<<<<

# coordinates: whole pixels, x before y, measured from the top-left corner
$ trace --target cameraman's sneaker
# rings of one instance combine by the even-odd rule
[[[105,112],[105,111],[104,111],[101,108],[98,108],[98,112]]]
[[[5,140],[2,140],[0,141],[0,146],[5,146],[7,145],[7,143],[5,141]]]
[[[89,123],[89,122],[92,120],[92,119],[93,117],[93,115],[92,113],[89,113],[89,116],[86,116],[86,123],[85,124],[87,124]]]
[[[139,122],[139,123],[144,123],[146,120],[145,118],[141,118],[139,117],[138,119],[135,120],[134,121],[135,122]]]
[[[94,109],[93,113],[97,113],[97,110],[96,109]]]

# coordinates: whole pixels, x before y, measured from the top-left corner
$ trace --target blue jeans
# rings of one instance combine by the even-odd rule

>>>>
<<<<

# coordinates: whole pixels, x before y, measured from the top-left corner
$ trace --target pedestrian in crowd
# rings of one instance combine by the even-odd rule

>>>>

WHAT YOU NEED TO DO => List every line of the records that contains the word "trace".

TASK ANSWER =>
$ trace --target cameraman's sneaker
$ trace --target blue jeans
$ trace --target pedestrian in crowd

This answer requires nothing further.